** Records for this task **

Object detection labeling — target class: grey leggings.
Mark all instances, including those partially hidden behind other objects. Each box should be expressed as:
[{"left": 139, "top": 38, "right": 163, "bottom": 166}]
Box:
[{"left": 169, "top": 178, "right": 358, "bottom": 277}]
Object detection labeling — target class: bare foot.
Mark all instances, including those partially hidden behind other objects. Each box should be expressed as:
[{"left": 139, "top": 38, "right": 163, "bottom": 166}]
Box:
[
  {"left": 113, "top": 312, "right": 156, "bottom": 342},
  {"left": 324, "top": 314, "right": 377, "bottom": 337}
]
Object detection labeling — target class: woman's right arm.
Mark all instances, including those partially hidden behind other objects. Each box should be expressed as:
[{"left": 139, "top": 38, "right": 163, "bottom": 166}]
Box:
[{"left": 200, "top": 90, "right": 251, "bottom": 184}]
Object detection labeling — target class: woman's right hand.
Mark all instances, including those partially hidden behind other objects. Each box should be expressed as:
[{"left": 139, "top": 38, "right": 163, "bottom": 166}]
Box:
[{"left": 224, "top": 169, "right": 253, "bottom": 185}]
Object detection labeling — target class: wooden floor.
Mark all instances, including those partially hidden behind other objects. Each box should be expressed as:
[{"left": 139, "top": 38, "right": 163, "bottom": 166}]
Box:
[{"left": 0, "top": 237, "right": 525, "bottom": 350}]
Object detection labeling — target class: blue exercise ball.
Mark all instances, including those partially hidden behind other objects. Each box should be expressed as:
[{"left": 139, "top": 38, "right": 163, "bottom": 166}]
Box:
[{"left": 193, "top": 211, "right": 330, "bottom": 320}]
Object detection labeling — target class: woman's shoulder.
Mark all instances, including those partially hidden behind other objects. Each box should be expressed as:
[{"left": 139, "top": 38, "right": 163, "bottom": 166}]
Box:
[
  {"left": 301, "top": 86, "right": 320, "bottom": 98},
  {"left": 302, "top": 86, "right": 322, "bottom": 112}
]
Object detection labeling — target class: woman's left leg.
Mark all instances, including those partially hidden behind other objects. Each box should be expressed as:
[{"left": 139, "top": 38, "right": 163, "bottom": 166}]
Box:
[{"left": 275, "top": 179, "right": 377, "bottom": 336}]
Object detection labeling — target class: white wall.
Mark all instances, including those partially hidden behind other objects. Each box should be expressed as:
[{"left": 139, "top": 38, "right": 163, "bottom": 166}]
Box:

** Requirement **
Reproduce all of the data above verbatim, line for line, with no changes.

** Task result **
Object detection labeling — target class: grey leggings.
Mark all instances, including those partially hidden behind other objects. Each box should be expressed as:
[{"left": 139, "top": 38, "right": 163, "bottom": 166}]
Box:
[{"left": 169, "top": 178, "right": 358, "bottom": 277}]
Object detection labeling — target class: bare foot.
Mark all instances, including those partially hidden behind other objects. Each box should be expressed as:
[{"left": 139, "top": 38, "right": 163, "bottom": 166}]
Box:
[
  {"left": 113, "top": 312, "right": 156, "bottom": 342},
  {"left": 324, "top": 314, "right": 377, "bottom": 337}
]
Object detection labeling — target class: woman's right arm.
Mark all instances, including those partially hidden behind other objects. Each box should be expressed as:
[{"left": 139, "top": 38, "right": 163, "bottom": 166}]
Box:
[{"left": 200, "top": 90, "right": 251, "bottom": 184}]
Object detection labeling — target class: woman's right hand.
Mark all instances, including those partially hidden behind other objects. Each box should be expressed as:
[{"left": 139, "top": 38, "right": 163, "bottom": 166}]
Box:
[{"left": 224, "top": 169, "right": 253, "bottom": 185}]
Object detection labeling — target class: wooden floor.
Mark all instances, including those partially hidden behind other objects. Each box should be expressed as:
[{"left": 139, "top": 38, "right": 163, "bottom": 166}]
Box:
[{"left": 0, "top": 237, "right": 525, "bottom": 350}]
Object detection labeling — target class: blue exercise ball.
Mark all instances, including those partially hidden behind other objects. Each box should be expressed as:
[{"left": 139, "top": 38, "right": 163, "bottom": 166}]
Box:
[{"left": 193, "top": 211, "right": 330, "bottom": 320}]
Object detection labeling — target class: woman's shoulder.
Mark all instances, including those partially hidden behind other objects. Each box should be expressed as:
[{"left": 139, "top": 38, "right": 163, "bottom": 166}]
Box:
[
  {"left": 301, "top": 86, "right": 320, "bottom": 98},
  {"left": 302, "top": 86, "right": 322, "bottom": 112}
]
Object detection labeling — target class: woman's left leg.
Mark all instances, including those partially hidden behind other objects. Each box should be expressed as:
[{"left": 139, "top": 38, "right": 163, "bottom": 166}]
Box:
[{"left": 275, "top": 179, "right": 377, "bottom": 336}]
Object detection labeling — target class: white wall.
Mark all instances, including those partially hidden behind other objects. Each box should be expressed as:
[{"left": 139, "top": 38, "right": 163, "bottom": 166}]
Box:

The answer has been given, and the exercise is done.